Activity
Please copy each line of the data that includes the string "query".

Collected data
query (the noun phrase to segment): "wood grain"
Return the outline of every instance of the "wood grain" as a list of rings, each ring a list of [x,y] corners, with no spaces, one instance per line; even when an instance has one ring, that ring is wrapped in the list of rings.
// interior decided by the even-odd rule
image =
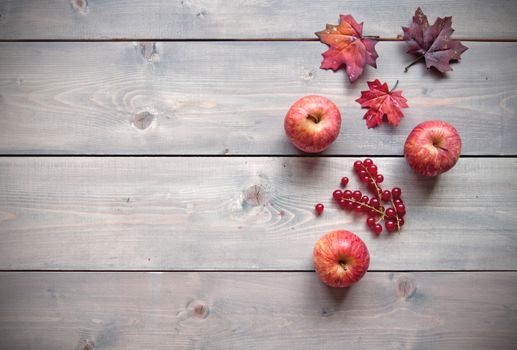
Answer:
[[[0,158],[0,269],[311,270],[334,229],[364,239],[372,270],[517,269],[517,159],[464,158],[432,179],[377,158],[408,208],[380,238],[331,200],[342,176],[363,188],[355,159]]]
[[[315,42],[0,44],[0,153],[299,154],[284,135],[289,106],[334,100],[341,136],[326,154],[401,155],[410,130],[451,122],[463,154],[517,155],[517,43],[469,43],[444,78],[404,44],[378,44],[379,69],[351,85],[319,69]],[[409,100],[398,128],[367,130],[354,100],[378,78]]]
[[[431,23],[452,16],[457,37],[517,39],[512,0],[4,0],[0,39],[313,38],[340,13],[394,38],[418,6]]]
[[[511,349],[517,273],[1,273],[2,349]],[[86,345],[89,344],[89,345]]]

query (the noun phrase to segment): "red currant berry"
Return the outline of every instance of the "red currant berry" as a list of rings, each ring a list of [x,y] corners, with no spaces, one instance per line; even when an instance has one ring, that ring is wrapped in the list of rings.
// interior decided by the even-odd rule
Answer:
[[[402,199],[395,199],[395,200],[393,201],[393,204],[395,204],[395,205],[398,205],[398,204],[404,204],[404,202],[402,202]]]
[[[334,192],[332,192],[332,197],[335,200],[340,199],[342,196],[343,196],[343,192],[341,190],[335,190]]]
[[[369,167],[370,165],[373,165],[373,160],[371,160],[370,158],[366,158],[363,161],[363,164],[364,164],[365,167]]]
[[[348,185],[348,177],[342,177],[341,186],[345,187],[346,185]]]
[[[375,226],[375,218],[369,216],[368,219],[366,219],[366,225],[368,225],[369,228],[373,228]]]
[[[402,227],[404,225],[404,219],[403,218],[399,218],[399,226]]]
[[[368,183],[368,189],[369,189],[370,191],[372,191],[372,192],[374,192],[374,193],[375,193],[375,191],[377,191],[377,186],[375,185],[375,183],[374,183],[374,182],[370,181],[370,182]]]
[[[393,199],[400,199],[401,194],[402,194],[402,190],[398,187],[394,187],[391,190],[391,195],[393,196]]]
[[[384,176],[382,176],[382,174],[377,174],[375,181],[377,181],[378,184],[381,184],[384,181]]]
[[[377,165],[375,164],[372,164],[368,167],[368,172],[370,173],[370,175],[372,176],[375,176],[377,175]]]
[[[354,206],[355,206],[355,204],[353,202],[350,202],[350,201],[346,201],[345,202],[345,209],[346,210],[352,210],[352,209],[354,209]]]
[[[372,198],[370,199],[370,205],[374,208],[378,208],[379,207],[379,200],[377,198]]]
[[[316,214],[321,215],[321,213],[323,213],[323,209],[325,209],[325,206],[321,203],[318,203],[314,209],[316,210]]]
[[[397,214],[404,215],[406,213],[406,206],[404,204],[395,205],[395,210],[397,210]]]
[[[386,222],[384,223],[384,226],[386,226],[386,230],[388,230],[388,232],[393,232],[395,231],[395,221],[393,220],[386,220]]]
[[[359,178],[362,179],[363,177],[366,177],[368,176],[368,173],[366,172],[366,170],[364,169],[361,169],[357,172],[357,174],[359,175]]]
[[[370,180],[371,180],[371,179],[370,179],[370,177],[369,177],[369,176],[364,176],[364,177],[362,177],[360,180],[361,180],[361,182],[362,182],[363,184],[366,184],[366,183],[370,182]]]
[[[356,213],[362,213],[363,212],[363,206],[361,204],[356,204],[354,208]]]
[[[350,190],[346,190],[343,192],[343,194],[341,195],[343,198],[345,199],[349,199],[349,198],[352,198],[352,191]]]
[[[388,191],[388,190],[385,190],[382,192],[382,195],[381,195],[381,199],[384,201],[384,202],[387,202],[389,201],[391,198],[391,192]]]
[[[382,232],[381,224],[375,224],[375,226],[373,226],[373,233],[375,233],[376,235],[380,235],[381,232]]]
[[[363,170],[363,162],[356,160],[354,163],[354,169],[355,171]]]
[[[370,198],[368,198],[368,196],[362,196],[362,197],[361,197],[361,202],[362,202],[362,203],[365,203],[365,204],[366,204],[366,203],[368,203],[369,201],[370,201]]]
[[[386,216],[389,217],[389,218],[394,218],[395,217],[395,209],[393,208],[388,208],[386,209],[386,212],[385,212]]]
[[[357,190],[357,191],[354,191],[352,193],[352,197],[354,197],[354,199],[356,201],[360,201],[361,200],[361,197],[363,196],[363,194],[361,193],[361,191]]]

Answer to the exercise
query (the noun phrase to segment): "wood grain"
query (the noun phrase to segment): "red currant berry"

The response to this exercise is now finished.